Write out, word for word, every line from the one containing "of the marble" through the last line of the records below, both ends included.

Stored items
■ ■ ■ ■ ■
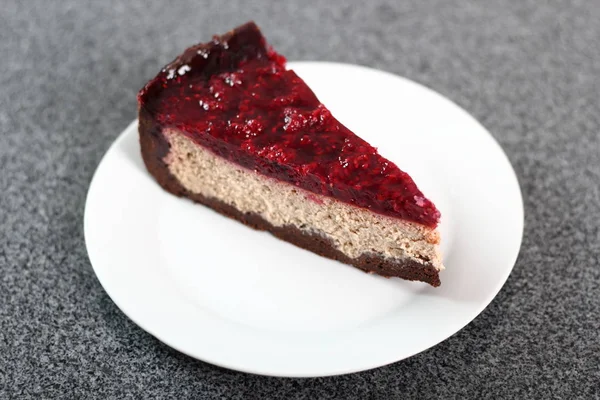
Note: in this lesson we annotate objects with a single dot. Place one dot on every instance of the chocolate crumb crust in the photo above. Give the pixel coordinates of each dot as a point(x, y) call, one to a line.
point(154, 149)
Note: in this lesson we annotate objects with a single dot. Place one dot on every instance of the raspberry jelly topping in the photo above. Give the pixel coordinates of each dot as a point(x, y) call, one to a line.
point(235, 97)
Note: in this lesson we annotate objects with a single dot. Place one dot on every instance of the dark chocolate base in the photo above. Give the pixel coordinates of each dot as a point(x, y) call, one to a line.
point(155, 148)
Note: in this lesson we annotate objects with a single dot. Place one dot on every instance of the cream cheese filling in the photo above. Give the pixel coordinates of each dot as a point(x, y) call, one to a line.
point(352, 230)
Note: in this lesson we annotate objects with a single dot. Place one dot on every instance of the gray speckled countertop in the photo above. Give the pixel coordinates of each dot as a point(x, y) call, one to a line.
point(528, 70)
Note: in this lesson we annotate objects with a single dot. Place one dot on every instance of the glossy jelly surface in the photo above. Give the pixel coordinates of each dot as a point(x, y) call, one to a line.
point(241, 102)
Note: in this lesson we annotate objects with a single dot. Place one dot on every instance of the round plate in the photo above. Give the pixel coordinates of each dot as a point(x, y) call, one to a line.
point(218, 291)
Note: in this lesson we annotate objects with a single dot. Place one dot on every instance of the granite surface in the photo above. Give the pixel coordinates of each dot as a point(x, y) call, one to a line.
point(528, 70)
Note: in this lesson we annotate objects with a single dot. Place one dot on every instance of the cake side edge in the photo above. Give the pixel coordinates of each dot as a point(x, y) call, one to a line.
point(155, 147)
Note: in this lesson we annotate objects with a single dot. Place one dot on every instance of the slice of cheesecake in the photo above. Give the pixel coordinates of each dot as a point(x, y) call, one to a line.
point(227, 125)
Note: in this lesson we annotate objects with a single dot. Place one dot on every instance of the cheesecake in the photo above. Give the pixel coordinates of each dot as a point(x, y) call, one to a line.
point(227, 125)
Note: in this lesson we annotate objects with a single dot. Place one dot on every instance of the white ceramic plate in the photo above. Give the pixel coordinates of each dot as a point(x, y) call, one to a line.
point(223, 293)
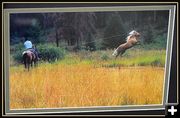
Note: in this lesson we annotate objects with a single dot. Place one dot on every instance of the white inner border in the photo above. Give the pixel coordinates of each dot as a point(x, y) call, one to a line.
point(171, 9)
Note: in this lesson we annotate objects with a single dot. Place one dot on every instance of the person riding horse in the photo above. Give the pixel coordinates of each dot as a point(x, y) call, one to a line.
point(29, 46)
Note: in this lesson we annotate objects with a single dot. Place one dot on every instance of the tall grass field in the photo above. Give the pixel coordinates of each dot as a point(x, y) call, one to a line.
point(85, 79)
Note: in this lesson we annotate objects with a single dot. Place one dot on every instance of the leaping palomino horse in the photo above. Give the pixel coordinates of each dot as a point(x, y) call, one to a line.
point(29, 58)
point(131, 40)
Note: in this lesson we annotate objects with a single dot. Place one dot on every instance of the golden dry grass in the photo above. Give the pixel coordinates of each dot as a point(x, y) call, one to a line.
point(60, 85)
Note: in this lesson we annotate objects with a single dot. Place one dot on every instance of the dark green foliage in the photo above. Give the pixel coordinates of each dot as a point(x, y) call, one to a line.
point(115, 33)
point(51, 53)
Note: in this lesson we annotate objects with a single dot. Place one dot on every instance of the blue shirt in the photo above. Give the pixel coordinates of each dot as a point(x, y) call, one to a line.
point(28, 44)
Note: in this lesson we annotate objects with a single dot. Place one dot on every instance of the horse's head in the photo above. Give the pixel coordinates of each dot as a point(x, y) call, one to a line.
point(134, 33)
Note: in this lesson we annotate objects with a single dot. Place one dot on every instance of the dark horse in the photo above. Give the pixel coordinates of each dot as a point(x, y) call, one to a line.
point(29, 58)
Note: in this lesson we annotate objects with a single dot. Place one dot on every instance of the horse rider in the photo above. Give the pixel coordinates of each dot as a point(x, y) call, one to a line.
point(29, 46)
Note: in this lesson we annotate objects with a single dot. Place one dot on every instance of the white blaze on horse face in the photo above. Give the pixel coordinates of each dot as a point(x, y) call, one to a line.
point(115, 52)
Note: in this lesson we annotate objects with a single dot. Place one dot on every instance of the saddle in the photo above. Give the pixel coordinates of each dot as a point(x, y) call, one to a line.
point(26, 51)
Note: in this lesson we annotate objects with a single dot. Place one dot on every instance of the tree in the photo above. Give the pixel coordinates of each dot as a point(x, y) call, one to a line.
point(115, 33)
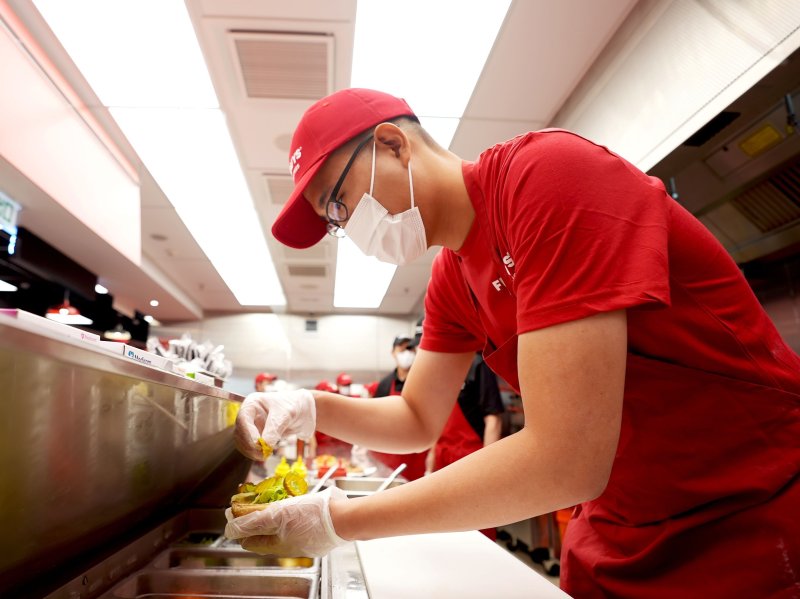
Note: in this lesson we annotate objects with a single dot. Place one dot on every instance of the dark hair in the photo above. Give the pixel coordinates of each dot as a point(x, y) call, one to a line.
point(406, 123)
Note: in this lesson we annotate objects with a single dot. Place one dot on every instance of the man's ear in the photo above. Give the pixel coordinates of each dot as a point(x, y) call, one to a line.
point(391, 136)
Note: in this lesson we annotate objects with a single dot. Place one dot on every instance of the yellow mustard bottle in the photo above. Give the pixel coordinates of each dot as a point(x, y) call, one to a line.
point(282, 468)
point(299, 467)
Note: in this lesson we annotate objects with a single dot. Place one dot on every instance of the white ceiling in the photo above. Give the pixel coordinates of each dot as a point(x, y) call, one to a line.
point(543, 51)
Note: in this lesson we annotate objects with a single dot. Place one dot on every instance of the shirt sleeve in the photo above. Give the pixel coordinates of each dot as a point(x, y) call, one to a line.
point(491, 401)
point(451, 319)
point(588, 232)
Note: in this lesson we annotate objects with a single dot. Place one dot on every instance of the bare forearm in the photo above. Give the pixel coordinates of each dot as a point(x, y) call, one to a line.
point(493, 428)
point(381, 423)
point(470, 494)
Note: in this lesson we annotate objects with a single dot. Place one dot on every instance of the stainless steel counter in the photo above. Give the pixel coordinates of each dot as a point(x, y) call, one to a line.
point(92, 444)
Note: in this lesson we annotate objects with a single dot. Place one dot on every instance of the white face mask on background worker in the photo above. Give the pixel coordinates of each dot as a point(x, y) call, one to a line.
point(405, 359)
point(394, 238)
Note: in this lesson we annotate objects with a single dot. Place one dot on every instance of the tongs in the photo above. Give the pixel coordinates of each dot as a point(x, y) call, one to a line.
point(390, 479)
point(323, 480)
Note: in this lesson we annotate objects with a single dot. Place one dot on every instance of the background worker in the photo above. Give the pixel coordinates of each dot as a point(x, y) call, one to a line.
point(657, 393)
point(475, 421)
point(403, 351)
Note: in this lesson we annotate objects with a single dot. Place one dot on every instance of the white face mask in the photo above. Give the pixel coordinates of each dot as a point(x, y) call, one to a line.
point(405, 359)
point(394, 238)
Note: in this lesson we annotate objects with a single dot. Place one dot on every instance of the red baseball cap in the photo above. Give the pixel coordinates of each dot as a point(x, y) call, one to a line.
point(326, 126)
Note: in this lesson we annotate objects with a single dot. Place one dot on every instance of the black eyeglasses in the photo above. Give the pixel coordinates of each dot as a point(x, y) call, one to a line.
point(335, 209)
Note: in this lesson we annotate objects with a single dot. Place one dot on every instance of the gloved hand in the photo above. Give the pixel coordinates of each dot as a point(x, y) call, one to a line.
point(295, 527)
point(272, 416)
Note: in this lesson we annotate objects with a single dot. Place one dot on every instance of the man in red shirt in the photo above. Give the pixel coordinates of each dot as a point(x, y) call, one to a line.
point(658, 395)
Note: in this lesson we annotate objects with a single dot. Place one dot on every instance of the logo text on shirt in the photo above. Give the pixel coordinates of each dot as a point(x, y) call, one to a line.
point(508, 262)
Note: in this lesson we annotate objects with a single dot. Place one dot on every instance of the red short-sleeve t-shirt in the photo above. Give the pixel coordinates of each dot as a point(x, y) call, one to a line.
point(586, 232)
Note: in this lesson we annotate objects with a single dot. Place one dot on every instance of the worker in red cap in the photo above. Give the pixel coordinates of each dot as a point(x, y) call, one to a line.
point(343, 382)
point(264, 380)
point(658, 395)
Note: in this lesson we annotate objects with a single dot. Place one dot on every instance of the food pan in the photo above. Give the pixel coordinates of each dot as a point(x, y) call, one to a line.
point(358, 487)
point(217, 584)
point(212, 558)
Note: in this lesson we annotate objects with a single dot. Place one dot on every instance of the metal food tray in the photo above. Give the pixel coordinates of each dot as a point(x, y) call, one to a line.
point(227, 558)
point(218, 584)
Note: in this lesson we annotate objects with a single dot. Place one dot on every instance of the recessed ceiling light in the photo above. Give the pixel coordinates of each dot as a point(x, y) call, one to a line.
point(7, 286)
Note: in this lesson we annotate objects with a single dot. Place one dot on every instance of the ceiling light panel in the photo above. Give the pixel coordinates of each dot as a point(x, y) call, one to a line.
point(437, 73)
point(143, 61)
point(361, 281)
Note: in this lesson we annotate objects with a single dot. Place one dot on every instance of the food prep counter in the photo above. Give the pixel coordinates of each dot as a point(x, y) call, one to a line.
point(113, 480)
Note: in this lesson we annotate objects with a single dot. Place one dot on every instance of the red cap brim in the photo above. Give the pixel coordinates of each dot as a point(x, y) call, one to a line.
point(297, 225)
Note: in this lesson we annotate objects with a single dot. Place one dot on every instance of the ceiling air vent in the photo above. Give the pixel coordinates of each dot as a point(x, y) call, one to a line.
point(279, 188)
point(711, 128)
point(774, 202)
point(284, 65)
point(307, 270)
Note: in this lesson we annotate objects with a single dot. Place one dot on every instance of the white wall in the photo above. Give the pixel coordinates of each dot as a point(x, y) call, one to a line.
point(357, 344)
point(673, 66)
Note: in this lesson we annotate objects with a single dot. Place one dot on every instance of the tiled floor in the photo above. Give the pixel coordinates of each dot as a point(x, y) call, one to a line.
point(516, 531)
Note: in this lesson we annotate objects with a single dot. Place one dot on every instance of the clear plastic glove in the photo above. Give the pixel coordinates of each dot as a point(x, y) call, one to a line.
point(295, 527)
point(273, 416)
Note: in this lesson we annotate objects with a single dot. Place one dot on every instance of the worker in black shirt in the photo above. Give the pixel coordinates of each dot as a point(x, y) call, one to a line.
point(475, 420)
point(404, 350)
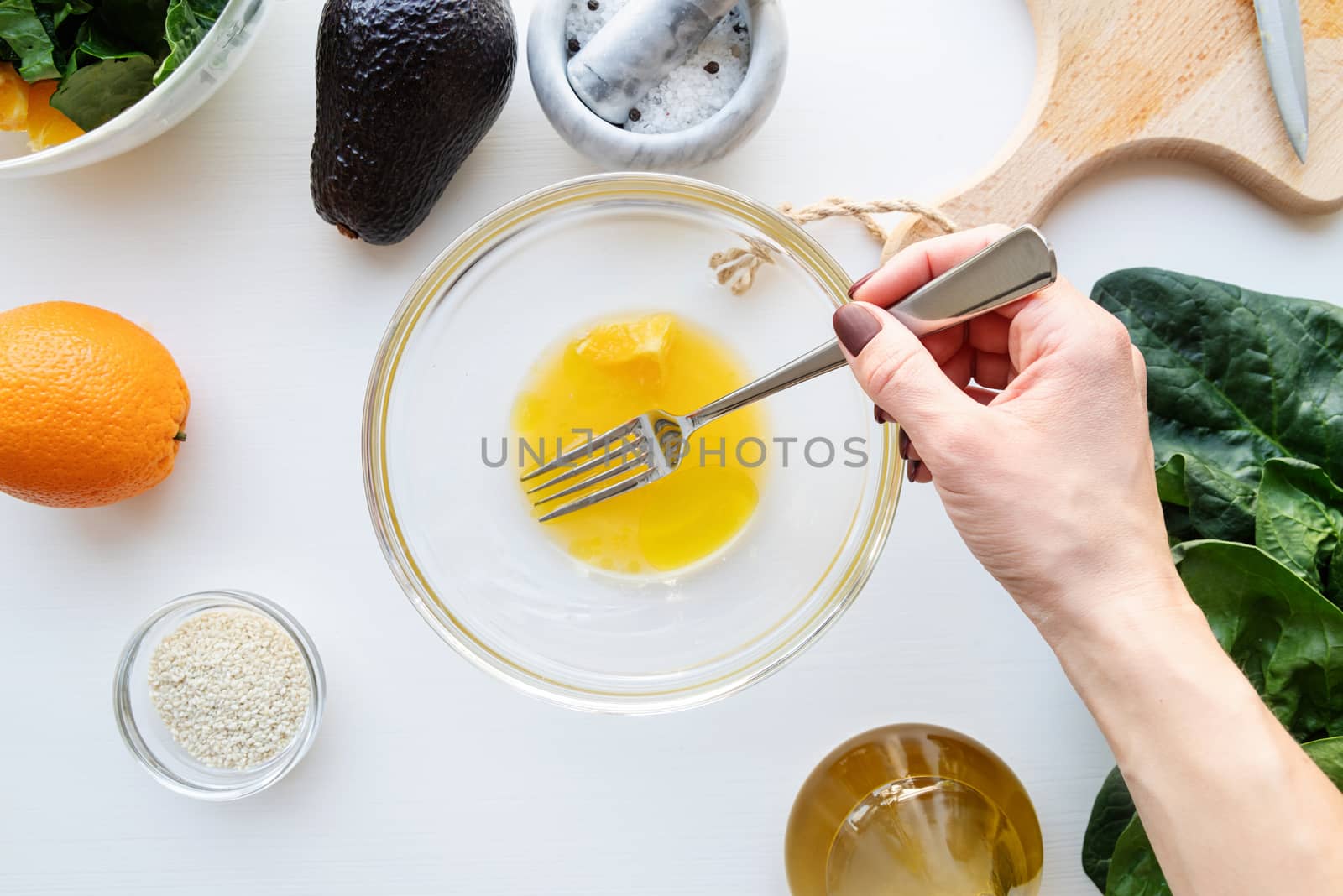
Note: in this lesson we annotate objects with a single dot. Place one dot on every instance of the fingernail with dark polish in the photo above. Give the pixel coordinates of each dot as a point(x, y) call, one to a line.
point(856, 326)
point(860, 282)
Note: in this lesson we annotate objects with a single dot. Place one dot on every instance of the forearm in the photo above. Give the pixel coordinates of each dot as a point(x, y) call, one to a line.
point(1229, 801)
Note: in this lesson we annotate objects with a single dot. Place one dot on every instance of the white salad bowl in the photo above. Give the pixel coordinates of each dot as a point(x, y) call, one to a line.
point(192, 83)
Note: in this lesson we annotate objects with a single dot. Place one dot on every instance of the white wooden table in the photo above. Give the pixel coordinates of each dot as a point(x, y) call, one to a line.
point(427, 775)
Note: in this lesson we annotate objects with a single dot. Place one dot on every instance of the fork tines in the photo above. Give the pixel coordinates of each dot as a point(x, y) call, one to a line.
point(621, 454)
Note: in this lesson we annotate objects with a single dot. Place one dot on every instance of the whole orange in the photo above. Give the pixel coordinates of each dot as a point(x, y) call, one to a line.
point(91, 407)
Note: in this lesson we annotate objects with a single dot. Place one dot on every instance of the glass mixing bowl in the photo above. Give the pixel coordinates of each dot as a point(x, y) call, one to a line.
point(181, 93)
point(457, 529)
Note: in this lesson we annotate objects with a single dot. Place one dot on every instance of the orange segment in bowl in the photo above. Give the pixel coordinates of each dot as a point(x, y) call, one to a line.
point(13, 100)
point(640, 347)
point(47, 127)
point(621, 369)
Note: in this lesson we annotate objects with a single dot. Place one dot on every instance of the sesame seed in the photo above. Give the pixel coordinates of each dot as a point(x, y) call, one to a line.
point(232, 687)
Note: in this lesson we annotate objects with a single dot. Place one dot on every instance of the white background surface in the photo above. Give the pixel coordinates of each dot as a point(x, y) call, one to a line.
point(430, 777)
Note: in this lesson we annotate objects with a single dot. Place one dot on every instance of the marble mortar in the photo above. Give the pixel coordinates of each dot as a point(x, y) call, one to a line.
point(615, 148)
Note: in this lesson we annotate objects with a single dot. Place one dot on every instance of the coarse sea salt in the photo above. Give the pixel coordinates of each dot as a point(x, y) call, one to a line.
point(695, 90)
■ ■ ■ ■ ■
▶ [SOLUTION TO THIS TASK]
Note: in this lesson we annotate objects with a single dot. Place one dot on every instance of the marble mortar in the photo above. Give the pixel coordinates of each dot as a point(x, y) call, one to a line.
point(615, 148)
Note: in this lesson we annotate objects with a single dot. Place one dot on every instance of the coarse sea salt in the photo above. Give the pixel coordinates of each dot as a point(x, y) call, one to a line.
point(695, 90)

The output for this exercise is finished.